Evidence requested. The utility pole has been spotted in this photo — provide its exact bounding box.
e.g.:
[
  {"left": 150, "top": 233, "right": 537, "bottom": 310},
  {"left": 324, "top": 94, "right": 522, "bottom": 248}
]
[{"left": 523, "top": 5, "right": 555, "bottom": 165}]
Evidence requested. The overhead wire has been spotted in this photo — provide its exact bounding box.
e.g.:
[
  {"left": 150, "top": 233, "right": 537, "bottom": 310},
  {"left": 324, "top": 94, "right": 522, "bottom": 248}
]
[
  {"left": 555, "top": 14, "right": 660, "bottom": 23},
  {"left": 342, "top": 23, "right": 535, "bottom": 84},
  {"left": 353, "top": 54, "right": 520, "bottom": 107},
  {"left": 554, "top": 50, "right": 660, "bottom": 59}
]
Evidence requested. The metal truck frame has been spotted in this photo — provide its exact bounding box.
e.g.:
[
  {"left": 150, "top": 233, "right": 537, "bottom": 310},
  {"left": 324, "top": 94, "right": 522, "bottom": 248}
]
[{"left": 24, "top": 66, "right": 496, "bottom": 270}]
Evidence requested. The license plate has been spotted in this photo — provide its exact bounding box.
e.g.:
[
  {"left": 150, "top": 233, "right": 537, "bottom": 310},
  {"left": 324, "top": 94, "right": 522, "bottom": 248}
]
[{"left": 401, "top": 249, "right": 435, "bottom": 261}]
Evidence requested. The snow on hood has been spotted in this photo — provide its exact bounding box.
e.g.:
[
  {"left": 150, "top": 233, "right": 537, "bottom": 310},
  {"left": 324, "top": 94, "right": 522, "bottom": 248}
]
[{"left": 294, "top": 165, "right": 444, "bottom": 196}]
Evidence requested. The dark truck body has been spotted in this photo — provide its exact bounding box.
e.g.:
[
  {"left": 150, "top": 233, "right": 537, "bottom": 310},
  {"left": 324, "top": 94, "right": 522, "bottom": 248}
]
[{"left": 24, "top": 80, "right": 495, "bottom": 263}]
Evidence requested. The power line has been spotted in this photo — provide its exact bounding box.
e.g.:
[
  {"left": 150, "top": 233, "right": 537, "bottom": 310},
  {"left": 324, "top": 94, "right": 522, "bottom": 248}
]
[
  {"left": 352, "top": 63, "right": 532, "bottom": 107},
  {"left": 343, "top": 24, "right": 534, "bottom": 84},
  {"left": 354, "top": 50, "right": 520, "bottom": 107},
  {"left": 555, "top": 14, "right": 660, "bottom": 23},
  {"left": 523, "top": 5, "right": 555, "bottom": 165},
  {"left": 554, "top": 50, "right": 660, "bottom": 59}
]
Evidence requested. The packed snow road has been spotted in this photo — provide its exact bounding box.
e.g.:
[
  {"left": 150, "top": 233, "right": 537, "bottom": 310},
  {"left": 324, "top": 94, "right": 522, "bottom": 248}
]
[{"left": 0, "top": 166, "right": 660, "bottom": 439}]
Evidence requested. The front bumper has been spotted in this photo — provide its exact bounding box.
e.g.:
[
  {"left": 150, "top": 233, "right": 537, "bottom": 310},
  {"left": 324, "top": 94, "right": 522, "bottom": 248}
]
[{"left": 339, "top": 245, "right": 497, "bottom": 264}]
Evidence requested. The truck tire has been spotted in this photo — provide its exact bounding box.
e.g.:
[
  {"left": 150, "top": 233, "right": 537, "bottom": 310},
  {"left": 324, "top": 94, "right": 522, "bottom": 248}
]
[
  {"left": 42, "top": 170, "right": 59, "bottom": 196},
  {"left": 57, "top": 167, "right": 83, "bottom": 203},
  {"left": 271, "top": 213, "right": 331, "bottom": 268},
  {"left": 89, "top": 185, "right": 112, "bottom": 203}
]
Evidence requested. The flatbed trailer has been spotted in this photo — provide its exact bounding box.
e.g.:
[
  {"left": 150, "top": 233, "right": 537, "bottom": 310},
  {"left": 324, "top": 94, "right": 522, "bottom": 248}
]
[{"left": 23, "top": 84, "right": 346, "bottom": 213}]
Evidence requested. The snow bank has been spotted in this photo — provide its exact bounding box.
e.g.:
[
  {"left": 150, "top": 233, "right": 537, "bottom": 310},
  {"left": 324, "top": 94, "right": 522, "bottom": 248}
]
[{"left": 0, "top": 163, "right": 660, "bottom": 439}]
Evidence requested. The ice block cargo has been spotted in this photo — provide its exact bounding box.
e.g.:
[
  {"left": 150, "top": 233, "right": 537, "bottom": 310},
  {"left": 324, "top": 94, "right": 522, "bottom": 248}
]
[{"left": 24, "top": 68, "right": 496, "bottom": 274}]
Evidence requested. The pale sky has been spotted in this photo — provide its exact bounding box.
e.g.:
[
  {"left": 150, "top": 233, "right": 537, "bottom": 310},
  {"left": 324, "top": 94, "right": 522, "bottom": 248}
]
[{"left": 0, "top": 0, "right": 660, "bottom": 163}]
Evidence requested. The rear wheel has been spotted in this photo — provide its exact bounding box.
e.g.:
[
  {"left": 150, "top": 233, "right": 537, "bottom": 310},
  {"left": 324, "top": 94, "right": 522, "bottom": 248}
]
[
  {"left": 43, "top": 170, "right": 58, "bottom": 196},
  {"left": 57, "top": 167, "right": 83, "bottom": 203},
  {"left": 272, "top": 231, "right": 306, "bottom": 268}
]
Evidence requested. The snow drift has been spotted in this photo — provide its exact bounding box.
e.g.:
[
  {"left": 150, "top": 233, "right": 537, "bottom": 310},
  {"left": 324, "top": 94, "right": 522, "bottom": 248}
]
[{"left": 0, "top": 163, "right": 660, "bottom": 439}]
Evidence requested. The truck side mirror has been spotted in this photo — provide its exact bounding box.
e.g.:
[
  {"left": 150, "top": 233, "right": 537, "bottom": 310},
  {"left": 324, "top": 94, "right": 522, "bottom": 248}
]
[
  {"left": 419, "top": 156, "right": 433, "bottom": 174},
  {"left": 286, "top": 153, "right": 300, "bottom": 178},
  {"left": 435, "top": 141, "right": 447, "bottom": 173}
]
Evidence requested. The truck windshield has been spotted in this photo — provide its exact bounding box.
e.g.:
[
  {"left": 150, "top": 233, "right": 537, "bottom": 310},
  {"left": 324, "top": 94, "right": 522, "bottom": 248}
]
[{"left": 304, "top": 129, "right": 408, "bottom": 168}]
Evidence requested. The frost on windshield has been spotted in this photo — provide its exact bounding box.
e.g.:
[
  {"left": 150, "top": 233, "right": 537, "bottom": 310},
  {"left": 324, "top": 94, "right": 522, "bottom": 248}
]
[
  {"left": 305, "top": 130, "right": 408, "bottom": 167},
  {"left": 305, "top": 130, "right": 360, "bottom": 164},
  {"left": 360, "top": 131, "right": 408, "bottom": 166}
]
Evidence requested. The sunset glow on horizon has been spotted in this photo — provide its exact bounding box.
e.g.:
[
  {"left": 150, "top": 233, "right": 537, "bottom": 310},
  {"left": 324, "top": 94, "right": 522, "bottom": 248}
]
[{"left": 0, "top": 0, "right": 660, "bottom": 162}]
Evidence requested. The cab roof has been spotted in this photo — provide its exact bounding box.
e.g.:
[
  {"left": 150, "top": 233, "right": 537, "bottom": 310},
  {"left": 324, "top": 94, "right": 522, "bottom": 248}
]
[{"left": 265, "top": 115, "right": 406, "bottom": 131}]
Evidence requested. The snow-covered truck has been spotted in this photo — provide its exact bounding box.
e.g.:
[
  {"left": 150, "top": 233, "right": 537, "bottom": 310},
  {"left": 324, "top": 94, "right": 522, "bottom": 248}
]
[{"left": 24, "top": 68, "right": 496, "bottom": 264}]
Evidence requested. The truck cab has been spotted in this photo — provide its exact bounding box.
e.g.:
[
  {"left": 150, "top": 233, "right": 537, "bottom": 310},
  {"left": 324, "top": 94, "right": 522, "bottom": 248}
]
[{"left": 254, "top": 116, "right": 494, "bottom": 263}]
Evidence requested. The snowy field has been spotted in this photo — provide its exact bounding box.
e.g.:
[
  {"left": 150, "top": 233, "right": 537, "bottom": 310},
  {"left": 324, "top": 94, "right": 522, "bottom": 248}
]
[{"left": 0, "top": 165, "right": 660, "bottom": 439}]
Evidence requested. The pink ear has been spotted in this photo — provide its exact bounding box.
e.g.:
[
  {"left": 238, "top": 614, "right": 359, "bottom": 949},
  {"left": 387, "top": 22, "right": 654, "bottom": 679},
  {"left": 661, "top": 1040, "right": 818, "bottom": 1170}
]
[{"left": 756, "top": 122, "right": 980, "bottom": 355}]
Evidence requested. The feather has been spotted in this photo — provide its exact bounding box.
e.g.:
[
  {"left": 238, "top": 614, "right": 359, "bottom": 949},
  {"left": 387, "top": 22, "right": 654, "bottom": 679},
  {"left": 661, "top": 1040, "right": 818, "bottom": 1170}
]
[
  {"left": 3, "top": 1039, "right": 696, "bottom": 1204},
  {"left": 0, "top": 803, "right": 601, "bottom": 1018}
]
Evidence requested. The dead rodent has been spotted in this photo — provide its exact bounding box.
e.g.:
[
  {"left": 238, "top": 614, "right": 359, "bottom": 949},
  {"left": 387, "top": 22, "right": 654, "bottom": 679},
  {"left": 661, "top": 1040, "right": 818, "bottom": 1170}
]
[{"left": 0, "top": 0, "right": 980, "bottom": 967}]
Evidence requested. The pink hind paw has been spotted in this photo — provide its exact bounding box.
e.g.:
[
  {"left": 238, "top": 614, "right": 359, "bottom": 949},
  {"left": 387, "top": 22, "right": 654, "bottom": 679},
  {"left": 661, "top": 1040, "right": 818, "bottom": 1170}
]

_Short task_
Begin with the line that contains "Evidence requested. The dead" and set down each line exactly until the records above end, including the final line.

_Output of the task_
Evidence requested. The dead rodent has been spotted in this photo — provide its exact bounding box.
e.g.:
[
  {"left": 238, "top": 614, "right": 359, "bottom": 949},
  {"left": 387, "top": 22, "right": 654, "bottom": 679},
  {"left": 661, "top": 1040, "right": 818, "bottom": 1170}
]
[{"left": 0, "top": 0, "right": 980, "bottom": 967}]
Evidence requested. The pink hind paw has been spotted in this photo — provide its exact bounding box.
e.g.:
[
  {"left": 238, "top": 614, "right": 359, "bottom": 949},
  {"left": 387, "top": 22, "right": 654, "bottom": 679},
  {"left": 661, "top": 1040, "right": 818, "bottom": 1170}
]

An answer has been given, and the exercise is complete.